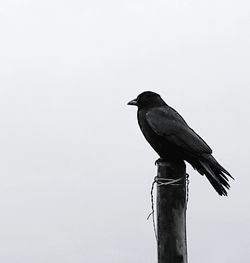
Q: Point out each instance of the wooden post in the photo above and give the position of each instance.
(171, 213)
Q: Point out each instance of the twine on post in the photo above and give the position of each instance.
(165, 182)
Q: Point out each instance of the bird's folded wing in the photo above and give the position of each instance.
(167, 123)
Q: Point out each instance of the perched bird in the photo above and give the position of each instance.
(171, 137)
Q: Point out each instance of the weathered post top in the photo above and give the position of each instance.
(171, 212)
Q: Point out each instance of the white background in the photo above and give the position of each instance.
(75, 171)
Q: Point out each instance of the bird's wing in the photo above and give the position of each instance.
(167, 123)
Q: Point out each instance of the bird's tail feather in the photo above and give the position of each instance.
(215, 174)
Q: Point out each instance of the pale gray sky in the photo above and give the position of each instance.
(75, 171)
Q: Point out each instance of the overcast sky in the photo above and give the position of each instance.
(75, 171)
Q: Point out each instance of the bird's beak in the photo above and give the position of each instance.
(133, 102)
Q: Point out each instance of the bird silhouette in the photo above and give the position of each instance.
(171, 137)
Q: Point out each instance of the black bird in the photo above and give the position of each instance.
(172, 138)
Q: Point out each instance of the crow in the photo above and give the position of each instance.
(171, 137)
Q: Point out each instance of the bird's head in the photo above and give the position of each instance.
(147, 99)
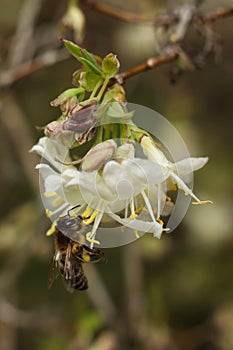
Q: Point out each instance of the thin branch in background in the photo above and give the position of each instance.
(16, 318)
(166, 19)
(150, 63)
(18, 131)
(47, 59)
(216, 15)
(22, 44)
(110, 11)
(135, 299)
(100, 297)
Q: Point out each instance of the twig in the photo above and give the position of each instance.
(214, 16)
(152, 62)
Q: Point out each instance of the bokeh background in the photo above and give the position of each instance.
(171, 294)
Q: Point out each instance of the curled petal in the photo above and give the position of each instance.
(140, 225)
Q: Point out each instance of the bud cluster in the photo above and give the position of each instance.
(90, 161)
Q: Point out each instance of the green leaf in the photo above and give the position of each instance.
(110, 65)
(89, 57)
(73, 48)
(83, 56)
(91, 67)
(67, 94)
(89, 80)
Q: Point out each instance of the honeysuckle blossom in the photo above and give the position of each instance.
(113, 192)
(176, 171)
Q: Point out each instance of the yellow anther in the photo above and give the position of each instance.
(202, 202)
(86, 258)
(51, 230)
(173, 38)
(160, 221)
(139, 209)
(87, 212)
(91, 240)
(50, 194)
(48, 213)
(171, 185)
(91, 218)
(58, 201)
(133, 216)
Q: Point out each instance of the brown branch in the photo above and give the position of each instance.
(149, 64)
(218, 14)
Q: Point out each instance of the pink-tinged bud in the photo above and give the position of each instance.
(80, 118)
(52, 128)
(99, 155)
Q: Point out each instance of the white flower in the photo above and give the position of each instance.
(123, 190)
(176, 170)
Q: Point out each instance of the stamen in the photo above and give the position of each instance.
(51, 230)
(89, 238)
(50, 194)
(91, 218)
(139, 209)
(87, 212)
(160, 221)
(132, 209)
(58, 201)
(70, 163)
(147, 202)
(126, 211)
(184, 187)
(48, 213)
(171, 185)
(159, 201)
(95, 227)
(202, 202)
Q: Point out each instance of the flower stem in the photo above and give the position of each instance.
(101, 92)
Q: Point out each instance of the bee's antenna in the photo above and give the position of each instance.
(76, 206)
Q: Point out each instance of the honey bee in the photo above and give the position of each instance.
(71, 253)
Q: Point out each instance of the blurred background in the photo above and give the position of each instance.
(171, 294)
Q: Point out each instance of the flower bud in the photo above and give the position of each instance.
(110, 65)
(52, 128)
(99, 155)
(80, 118)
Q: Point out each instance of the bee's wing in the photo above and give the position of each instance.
(53, 271)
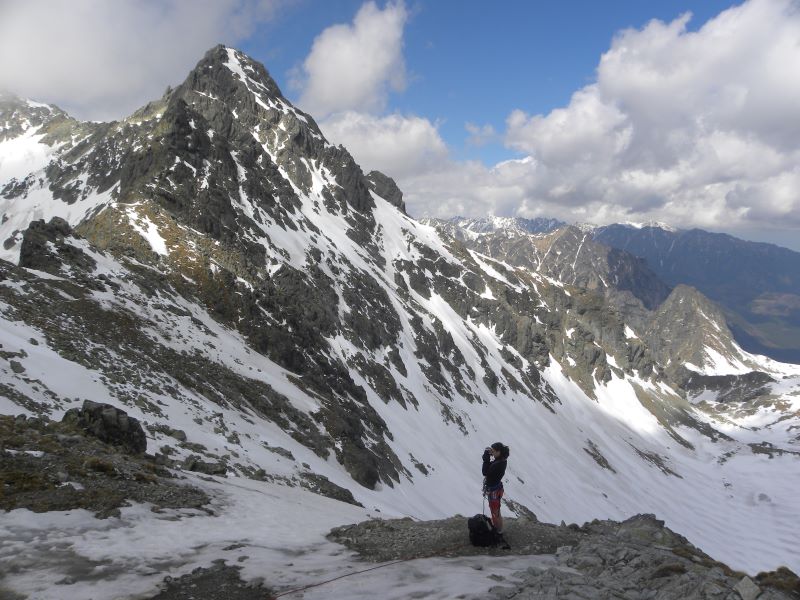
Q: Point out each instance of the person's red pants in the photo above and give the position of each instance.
(494, 497)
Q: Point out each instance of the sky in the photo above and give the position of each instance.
(685, 112)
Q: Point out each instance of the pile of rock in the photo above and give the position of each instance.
(638, 559)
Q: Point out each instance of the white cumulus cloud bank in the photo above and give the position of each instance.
(694, 128)
(403, 146)
(101, 59)
(353, 67)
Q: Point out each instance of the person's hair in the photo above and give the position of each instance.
(502, 449)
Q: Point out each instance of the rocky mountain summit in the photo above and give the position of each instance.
(758, 284)
(288, 338)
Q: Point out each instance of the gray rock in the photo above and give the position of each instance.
(747, 589)
(109, 424)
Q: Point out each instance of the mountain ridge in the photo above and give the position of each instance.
(217, 269)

» **TO DO**
Copy out every line of the records above without changing a word, and leave the pictures out of your copy.

» **ANSWER TO THIS PROBLEM**
Q: Point out each instance of the wooden post in the photo above and give the position of each instance.
(171, 213)
Q: Point out each instance of the twine on post in the photo above and give the position of each instance.
(165, 182)
Q: Point out each instance of the bird's folded wing in the photo above and give the position of each instance.
(167, 123)
Q: Point out each instance of the perched bird in the photo above and give the position of each instance.
(171, 137)
Q: Point out each instance of the weathered post top in the photo above and give the position of each instance.
(171, 212)
Q: Point out each instance of the white background in the photo above and give the position of each instance.
(75, 171)
Q: Point out each instance of the bird's wing in the photo above and give the position of each instance.
(167, 123)
Q: Point out each instance of the bird's tail feather in the photo above and give the position of each instance.
(215, 174)
Q: Point out each instance of the pale gray sky in the photo above and give the position of each instance.
(75, 171)
Q: Point out each instance of the overcast sky in the photo above and give the position of each instance.
(75, 171)
Q: Point out each instance of the bird's beak in the photo above and give the position of each instance.
(133, 102)
Q: Point out each instance of the bird silhouette in the photo above and give the position of each instance.
(171, 137)
Q: Point out each instance of the black bird in the photo above and give the position of each instance.
(172, 138)
Q: Point out each instance of the crow in the photo above and give the position of each instance.
(171, 137)
Q: Point out each instance of the bird's head in the photo above and give the position of each instance.
(147, 99)
Q: Point out each instance of the thin branch in background in the photo above and give the position of each instance.
(16, 318)
(166, 19)
(150, 63)
(18, 131)
(47, 59)
(216, 15)
(22, 44)
(110, 11)
(135, 299)
(100, 297)
Q: Point out each instance of the twig in the photo above and give the position of each instance.
(214, 16)
(152, 62)
Q: Point out each instance of the bokeh background in the photo above and give the position of each instance.
(171, 294)
Q: Point out each instance of the curled petal in the photo above and give the position of each instance.
(140, 225)
Q: Point out each instance of the bud cluster in the photo above and give the position of each instance.
(90, 161)
Q: Point out each instance of the green leaf in the photo above and give the position of each instance.
(110, 65)
(89, 57)
(73, 48)
(83, 56)
(91, 67)
(67, 94)
(89, 80)
Q: Point out each instance of the honeysuckle blossom in the photo above and give the position of each instance.
(113, 192)
(176, 171)
Q: Point out each instance of the yellow anther in the photo above and give the position of each instance.
(202, 202)
(86, 258)
(51, 230)
(173, 38)
(160, 221)
(139, 209)
(87, 212)
(91, 240)
(50, 194)
(48, 213)
(171, 185)
(91, 218)
(58, 201)
(133, 216)
Q: Point out each instance of the brown branch in the photo above and give the position of each instance.
(149, 64)
(218, 14)
Q: Point out each instance of the pink-tinged bud in the photo above and give the position of each instance.
(80, 118)
(52, 128)
(99, 155)
Q: Point out each instance of the white flower in the photo above and give the position of each instance.
(123, 190)
(176, 170)
Q: Point out each instance of the stamen in the photo above and give the position of each instance.
(51, 230)
(89, 238)
(50, 194)
(91, 218)
(139, 209)
(87, 212)
(160, 221)
(132, 209)
(58, 201)
(70, 163)
(147, 202)
(126, 211)
(184, 187)
(48, 213)
(171, 185)
(159, 201)
(95, 227)
(202, 202)
Q: Point out each instance of the flower stem in the photo above and give the position of each instance.
(101, 92)
Q: Point out each instance of the bee's antenna in the photo above and give the position of each instance.
(76, 206)
Q: Point out each instance of the honey bee in the photo above and give the position of each instance.
(71, 253)
Q: Point out each instance of the blurred background in the photo above and give the position of each instance.
(171, 294)
Q: Point out each instance of the flower bud in the photo above and give the position of each instance.
(110, 65)
(52, 128)
(99, 155)
(80, 118)
Q: Point out each instance of the bee's wing in the photo above and give the position of each instance.
(53, 271)
Q: Point out each instance of the person's red pants in the photo above and give the position of each instance.
(494, 497)
Q: Point out each instance of the sky in the photo above and give the position of each instance.
(685, 112)
Q: Point out each instance of the pile of rock in the photo above and give the position of each instance.
(638, 559)
Q: Point out each instance of the white cumulus cloud bank in the photo above and give the position of each instance.
(694, 128)
(403, 146)
(101, 59)
(353, 67)
Q: Point out each instance of the person's hair in the photo above and give the position of each instance.
(502, 449)
Q: Point out each instance of the rocky mountain summit in the photo above and give the position of each instance.
(758, 284)
(288, 338)
Q: Point out each instance of the gray rock in the photo above and give the position of each instance.
(747, 589)
(109, 424)
Q: Point out each instance of the mountain ridge in the photo above and give the position of each instance.
(217, 269)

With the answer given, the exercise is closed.